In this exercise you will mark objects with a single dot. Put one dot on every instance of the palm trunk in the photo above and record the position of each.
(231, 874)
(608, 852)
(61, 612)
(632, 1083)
++++++++++
Goal of the exercise: A complete, exact copy of the material is the expected answer.

Answer to the exercise:
In this exercise you will mark objects with a single dot. Put one dot on every instance of the palm trunk in the photo above and record the position of each.
(231, 874)
(608, 852)
(61, 612)
(632, 1083)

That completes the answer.